**ZU BEARBEITENDE AUFGABE:** Führen Sie alle nachstehenden Zeilen, in denen die Zeichenfolge „chevrolet“ vorkommt, vollständig und unverändert auf. Dabei ist die Groß- und Kleinschreibung zu beachten.

---+---

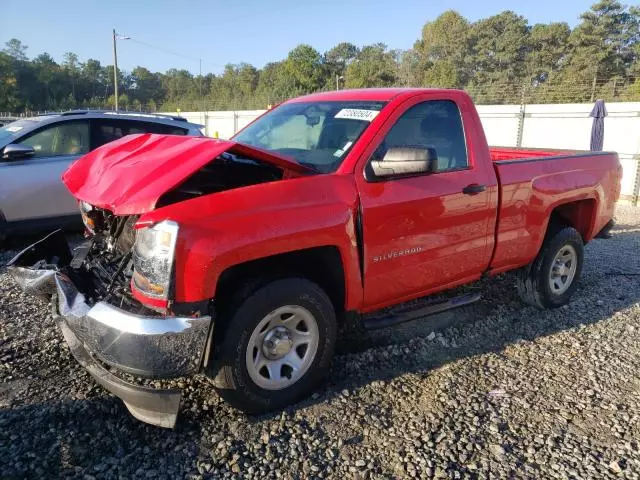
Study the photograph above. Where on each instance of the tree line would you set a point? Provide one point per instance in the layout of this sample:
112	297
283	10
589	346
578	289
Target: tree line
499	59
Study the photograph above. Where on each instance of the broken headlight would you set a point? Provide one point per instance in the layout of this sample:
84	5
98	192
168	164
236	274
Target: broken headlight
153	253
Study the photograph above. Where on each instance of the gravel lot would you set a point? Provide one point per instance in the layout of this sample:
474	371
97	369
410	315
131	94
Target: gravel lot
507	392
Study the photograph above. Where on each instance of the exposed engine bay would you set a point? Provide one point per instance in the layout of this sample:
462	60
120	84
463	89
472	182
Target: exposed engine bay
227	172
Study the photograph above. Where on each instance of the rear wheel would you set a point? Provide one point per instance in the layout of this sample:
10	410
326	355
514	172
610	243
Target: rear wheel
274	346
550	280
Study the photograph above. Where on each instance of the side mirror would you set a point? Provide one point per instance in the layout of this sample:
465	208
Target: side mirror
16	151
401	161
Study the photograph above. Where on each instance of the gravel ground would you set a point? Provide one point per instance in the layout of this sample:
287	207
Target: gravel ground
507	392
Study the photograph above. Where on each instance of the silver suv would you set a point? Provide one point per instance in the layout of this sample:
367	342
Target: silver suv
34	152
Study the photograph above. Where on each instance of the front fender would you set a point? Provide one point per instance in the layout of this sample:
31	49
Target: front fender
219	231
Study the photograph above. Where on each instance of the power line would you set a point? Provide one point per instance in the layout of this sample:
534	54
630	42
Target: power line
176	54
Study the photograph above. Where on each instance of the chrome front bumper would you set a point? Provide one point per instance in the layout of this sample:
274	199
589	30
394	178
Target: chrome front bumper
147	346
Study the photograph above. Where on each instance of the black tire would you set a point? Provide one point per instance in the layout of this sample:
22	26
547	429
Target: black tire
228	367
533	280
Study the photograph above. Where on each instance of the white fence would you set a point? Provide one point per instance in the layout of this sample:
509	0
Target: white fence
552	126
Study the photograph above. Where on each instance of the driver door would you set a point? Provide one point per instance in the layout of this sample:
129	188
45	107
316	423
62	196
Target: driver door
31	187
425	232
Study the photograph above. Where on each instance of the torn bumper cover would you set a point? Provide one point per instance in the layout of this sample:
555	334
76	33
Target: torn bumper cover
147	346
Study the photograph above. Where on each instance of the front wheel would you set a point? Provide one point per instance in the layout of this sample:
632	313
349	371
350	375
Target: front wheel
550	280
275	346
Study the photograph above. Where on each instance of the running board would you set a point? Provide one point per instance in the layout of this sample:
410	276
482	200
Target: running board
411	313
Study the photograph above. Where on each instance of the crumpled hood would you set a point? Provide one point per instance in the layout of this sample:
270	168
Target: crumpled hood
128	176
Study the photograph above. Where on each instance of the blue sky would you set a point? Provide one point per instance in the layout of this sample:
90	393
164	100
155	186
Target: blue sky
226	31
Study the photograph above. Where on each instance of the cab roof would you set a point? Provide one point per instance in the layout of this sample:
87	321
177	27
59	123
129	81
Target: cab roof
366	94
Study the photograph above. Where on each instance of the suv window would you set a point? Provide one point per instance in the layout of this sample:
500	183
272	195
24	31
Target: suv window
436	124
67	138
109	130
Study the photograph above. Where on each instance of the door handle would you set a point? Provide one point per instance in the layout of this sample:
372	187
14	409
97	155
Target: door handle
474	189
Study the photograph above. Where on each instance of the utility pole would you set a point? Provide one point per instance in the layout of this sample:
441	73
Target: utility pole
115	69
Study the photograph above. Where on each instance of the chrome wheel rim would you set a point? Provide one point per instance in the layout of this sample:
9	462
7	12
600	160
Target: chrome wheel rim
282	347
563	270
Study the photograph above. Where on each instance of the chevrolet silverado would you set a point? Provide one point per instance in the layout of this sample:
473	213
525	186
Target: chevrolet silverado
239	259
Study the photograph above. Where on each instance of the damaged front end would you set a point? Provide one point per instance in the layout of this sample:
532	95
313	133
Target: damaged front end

---+---

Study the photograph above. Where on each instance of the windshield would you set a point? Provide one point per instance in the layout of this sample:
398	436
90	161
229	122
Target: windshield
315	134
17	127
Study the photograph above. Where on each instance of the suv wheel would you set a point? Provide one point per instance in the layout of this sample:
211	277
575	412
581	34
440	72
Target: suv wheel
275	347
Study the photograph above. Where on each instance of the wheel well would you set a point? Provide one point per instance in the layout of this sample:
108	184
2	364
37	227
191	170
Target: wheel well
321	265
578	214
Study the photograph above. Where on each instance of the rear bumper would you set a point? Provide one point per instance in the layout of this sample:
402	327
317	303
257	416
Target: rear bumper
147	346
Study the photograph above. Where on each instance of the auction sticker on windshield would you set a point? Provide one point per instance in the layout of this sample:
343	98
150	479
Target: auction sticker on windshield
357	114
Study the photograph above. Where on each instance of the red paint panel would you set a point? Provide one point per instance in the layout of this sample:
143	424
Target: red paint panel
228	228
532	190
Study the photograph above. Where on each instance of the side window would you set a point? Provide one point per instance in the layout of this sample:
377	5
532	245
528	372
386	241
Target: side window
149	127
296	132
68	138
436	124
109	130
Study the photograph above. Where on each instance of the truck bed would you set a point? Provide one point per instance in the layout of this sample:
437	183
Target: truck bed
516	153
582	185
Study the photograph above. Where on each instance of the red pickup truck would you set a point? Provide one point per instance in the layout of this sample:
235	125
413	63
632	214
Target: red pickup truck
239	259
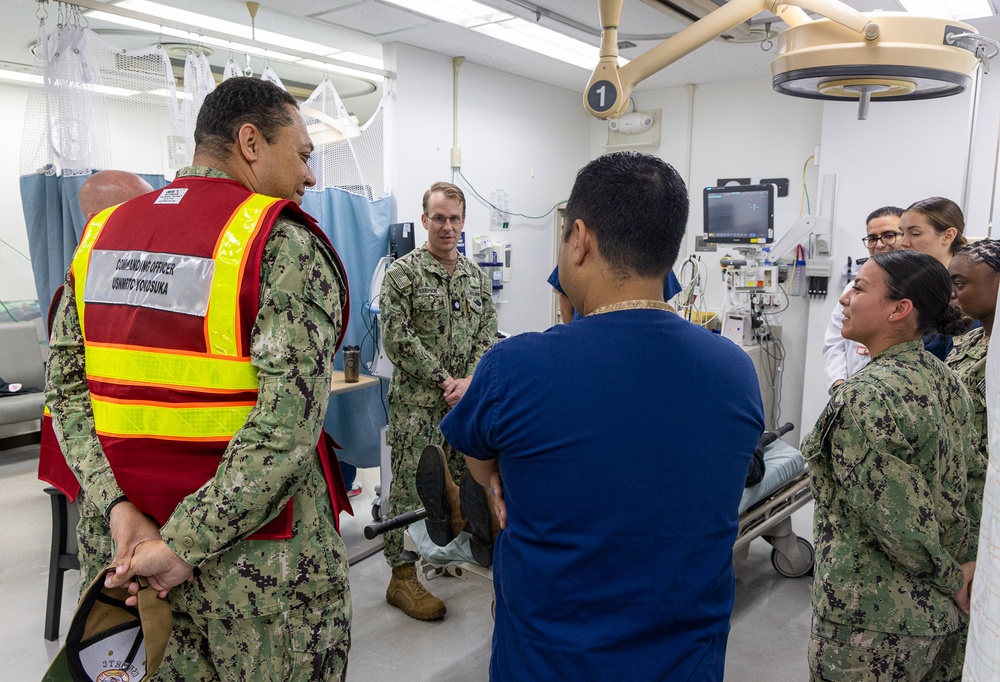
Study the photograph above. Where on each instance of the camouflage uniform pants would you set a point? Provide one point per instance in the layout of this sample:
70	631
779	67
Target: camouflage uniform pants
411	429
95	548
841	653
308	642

---+---

**ERGEBNIS DER AUFGABE:**
Study the photograph above. Where on each instance of the chevrolet silverado would you set a point? Provide one point per instance in the layout of this sample:
Target: chevrolet silverado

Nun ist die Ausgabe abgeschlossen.